Extract to read:
%%

Las últimas composiciones ("the last compositions") is an album by Violeta Parra released on the RCA Victor label (CML-2456) in November 1966. It was Parra's final album, as she committed suicide in February 1967. The album contains 14 songs, including three of Parra's most enduring songs, "Gracias a la Vida", "Volver a los Diecisiete", and "Run-Run Se Fue Pa’l Norte".

Uruguayan singer, Alberto Giménez Zapicán, sings duets with Parra on tracks 4, 6, 7, and 11, and "bombo" on additional tracks. Angel Parra plays guitar on tracks 1, 3, 10, and 13, and drumming on the guitar on track 7. Isabel Parra drums on the guitar on track 7 and plays bells on track 13.

%%

Job a:
Copy the album text from "Uruguayan singer, Alberto" to "on track 13.", switching "guitar" to "charango" wherever it appears.

(Collected data)
%%

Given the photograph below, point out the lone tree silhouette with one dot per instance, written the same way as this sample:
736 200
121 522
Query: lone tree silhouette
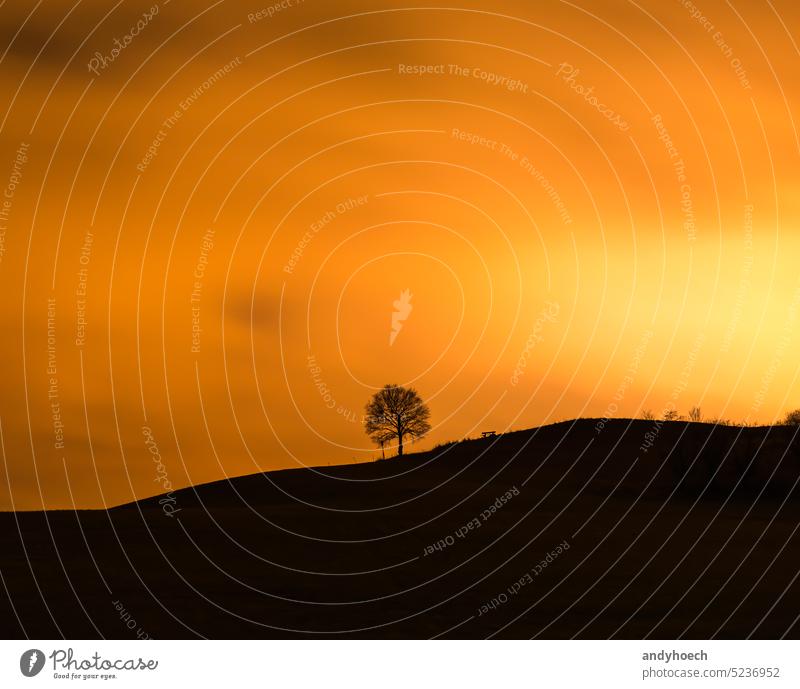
396 412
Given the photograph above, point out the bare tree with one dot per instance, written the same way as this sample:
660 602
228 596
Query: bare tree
396 412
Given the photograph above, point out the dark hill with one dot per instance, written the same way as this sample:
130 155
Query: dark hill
634 529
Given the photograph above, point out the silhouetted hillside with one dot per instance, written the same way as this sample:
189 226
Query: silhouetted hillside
664 529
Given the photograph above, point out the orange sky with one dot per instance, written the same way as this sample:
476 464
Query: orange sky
594 206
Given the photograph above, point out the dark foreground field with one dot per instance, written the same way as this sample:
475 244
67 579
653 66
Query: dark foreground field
695 538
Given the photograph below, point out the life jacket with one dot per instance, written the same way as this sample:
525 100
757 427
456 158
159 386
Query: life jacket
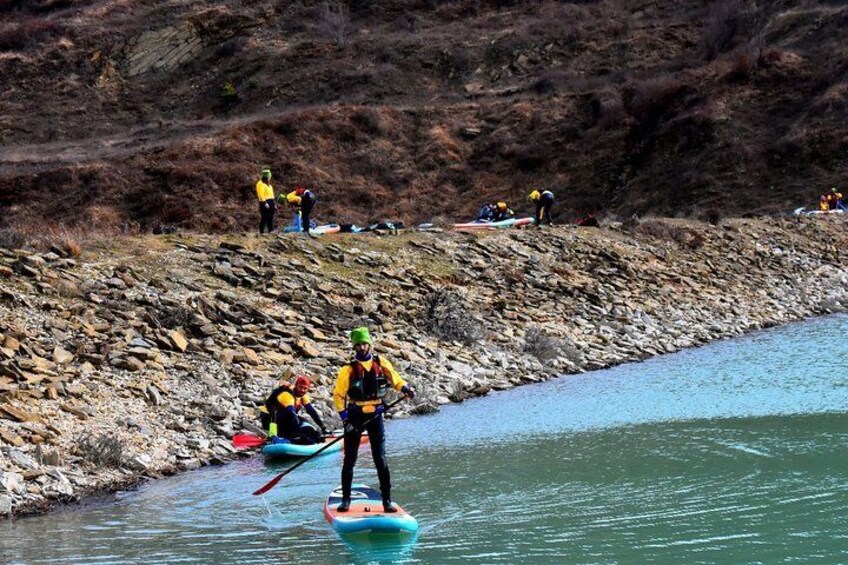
368 385
272 403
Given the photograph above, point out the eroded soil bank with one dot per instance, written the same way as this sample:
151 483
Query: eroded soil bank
143 356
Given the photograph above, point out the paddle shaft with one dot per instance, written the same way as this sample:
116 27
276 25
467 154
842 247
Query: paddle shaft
273 482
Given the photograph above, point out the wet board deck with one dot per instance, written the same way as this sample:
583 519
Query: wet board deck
366 514
272 450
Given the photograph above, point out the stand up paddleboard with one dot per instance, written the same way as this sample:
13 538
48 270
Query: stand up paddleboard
366 514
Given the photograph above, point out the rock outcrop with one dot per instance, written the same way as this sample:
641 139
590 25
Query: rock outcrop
144 358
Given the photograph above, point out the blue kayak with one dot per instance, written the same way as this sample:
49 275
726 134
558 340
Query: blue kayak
298 450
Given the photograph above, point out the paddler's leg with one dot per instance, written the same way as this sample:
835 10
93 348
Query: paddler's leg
351 443
377 438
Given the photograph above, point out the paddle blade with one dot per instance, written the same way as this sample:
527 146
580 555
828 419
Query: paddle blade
270 485
245 441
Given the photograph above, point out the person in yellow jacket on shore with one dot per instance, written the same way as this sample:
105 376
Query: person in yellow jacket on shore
267 204
544 201
502 212
358 396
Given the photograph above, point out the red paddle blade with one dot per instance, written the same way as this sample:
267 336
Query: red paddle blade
270 485
244 441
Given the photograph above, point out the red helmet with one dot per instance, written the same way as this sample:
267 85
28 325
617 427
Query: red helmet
302 381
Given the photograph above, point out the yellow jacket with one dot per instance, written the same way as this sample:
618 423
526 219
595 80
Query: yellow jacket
264 191
340 389
293 199
287 399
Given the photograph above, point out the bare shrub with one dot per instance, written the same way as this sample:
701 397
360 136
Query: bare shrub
546 347
368 120
173 317
722 23
746 60
512 273
659 229
448 316
62 242
454 63
650 98
712 216
607 109
334 23
102 450
12 239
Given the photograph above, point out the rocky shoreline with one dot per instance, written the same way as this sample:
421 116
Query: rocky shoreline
144 355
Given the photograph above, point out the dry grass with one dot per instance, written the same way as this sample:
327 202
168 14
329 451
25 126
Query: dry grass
449 316
103 450
546 347
667 230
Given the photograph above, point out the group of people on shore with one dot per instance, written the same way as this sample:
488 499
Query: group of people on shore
358 397
498 212
831 200
300 200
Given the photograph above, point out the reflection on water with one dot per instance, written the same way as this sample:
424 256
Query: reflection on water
734 452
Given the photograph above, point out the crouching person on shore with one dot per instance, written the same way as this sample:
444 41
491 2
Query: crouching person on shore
279 415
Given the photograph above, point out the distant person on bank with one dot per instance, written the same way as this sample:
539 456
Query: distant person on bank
267 206
487 213
502 212
304 200
544 201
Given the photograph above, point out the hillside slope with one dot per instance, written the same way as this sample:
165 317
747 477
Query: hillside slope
116 114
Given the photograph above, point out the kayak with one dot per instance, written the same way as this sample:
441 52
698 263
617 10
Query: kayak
298 450
366 514
485 226
272 450
328 228
805 212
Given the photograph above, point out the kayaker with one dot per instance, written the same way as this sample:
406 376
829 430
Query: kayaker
358 395
487 213
544 201
279 415
502 212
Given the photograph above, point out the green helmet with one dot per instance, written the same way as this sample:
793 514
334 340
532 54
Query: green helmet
360 335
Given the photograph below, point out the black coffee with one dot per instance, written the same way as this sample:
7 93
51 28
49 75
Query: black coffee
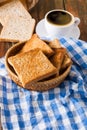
59 18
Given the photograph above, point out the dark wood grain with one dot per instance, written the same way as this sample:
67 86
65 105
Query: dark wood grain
76 7
79 9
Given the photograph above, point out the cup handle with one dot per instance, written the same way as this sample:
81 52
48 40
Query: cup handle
77 21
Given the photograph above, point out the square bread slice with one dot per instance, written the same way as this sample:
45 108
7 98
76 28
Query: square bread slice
17 29
14 7
36 42
32 66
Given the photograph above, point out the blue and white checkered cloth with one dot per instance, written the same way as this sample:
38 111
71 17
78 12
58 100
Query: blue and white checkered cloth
61 108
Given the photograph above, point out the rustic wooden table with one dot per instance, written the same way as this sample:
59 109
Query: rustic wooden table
76 7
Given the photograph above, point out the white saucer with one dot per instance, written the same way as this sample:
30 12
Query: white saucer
41 31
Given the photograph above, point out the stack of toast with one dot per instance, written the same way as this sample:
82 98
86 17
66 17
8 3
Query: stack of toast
17 25
39 61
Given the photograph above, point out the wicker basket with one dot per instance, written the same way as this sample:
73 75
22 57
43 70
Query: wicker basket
37 86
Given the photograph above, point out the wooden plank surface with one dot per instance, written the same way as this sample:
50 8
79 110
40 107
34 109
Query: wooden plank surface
76 7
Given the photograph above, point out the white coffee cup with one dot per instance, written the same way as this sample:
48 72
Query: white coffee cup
60 22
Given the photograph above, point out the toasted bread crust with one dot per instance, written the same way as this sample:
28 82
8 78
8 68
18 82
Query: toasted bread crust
36 42
32 66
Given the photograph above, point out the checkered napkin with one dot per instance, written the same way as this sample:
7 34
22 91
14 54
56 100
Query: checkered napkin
61 108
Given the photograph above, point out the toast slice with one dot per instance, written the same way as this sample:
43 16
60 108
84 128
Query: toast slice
55 44
32 66
17 29
12 8
67 61
36 42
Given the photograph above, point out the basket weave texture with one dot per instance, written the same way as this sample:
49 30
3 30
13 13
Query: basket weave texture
37 86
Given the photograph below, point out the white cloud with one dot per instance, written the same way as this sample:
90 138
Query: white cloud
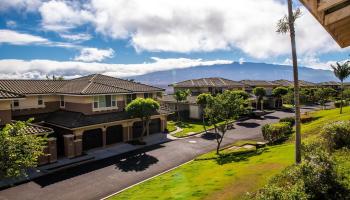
20 5
94 54
13 68
63 15
241 61
191 26
11 24
76 37
16 38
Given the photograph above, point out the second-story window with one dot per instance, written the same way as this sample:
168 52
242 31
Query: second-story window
104 101
148 95
130 97
40 100
62 103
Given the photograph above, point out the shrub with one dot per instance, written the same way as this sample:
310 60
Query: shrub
291 120
277 131
305 118
337 135
315 178
337 103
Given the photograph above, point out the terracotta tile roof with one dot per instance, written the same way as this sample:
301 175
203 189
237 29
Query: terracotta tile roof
87 85
9 95
208 82
37 129
31 86
171 99
329 83
74 119
258 83
287 83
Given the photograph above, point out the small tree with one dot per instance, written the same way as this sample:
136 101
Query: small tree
202 100
260 92
220 110
279 92
19 150
324 94
143 109
180 96
341 71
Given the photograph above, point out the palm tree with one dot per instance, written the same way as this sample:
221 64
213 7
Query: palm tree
341 71
286 24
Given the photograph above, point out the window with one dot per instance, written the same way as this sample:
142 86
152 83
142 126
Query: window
114 101
15 103
130 97
62 103
40 100
148 95
104 101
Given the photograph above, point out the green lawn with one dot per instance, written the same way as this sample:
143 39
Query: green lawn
209 177
188 127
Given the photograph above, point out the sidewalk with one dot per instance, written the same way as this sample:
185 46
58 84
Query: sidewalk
89 156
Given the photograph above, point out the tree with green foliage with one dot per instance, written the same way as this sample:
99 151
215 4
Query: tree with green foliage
221 110
341 71
259 92
202 100
180 96
324 94
19 150
143 109
286 25
346 94
279 92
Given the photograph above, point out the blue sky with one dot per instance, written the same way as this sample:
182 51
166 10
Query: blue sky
132 37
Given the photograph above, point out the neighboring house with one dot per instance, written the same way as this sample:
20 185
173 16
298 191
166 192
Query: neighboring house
330 84
85 113
189 107
207 85
197 87
287 83
251 84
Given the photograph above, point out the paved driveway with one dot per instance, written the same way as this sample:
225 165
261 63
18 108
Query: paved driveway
99 179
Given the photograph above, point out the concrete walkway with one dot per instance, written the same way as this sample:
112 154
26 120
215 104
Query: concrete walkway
98 179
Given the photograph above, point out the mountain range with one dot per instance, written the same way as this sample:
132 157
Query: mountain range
234 71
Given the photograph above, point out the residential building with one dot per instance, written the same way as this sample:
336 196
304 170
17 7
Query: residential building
190 108
330 84
84 113
207 85
287 83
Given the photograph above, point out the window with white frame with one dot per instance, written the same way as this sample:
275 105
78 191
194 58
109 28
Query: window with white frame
104 102
40 100
130 97
148 95
15 103
62 103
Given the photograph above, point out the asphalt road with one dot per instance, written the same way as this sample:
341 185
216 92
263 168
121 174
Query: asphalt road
102 178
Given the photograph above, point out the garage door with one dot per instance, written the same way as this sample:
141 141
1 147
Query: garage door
114 134
154 126
92 139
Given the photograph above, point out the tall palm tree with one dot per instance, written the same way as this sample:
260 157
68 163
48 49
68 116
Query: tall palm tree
341 71
286 24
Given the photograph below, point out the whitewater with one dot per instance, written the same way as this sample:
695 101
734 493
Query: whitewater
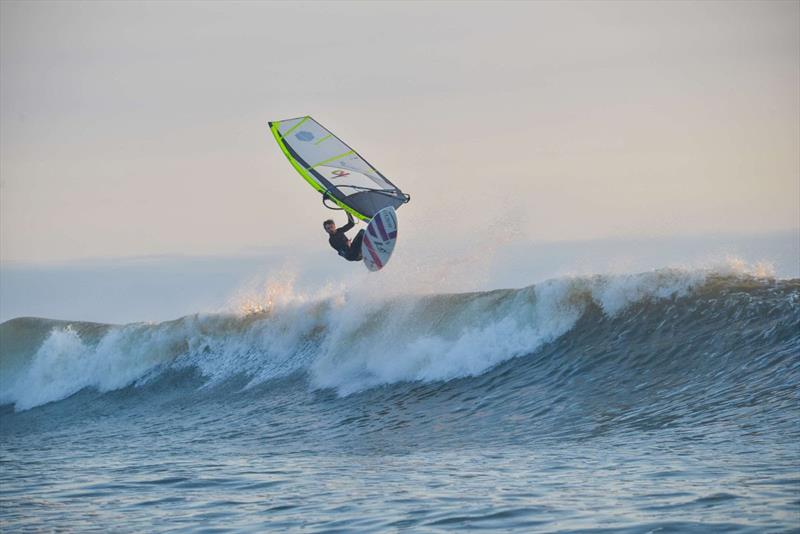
664 401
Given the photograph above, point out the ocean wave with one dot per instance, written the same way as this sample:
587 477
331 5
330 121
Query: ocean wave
350 341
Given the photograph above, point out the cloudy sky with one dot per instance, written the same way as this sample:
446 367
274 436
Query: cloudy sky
139 128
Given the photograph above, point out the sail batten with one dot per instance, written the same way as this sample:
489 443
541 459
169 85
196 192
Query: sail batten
333 168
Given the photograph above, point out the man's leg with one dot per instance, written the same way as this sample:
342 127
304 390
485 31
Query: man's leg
355 247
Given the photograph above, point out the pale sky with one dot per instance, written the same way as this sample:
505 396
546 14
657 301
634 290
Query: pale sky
140 128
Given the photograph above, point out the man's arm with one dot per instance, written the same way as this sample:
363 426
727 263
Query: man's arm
349 225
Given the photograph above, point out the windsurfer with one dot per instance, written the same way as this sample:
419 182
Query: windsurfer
351 251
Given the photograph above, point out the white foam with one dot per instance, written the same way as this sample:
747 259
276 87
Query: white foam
347 340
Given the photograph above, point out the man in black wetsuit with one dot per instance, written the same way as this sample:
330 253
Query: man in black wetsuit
340 243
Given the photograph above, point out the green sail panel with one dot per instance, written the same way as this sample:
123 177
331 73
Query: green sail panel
334 169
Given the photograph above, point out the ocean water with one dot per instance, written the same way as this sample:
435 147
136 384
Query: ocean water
667 401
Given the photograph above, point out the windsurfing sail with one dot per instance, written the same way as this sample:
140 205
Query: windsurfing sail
334 169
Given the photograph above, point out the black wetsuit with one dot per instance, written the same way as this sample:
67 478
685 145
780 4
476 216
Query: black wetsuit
342 245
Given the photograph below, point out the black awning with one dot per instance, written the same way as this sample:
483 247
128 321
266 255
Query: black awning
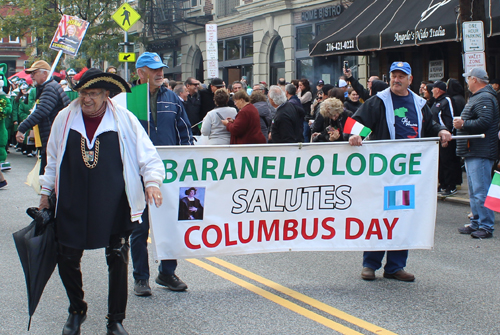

%%

Job b:
Which lines of the listing contain the word "texture"? Return every such line, treating case as significant.

Task result a:
Uruguayan singer, Alberto Giménez Zapicán, sings duets with Parra on tracks 4, 6, 7, and 11, and "bombo" on additional tracks. Angel Parra plays charango on tracks 1, 3, 10, and 13, and drumming on the charango on track 7. Isabel Parra drums on the charango on track 7 and plays bells on track 13.

Task result b:
Given the photograph above, point out the basket weave texture with one dot per instance, written the same way as this sample:
Query: basket weave texture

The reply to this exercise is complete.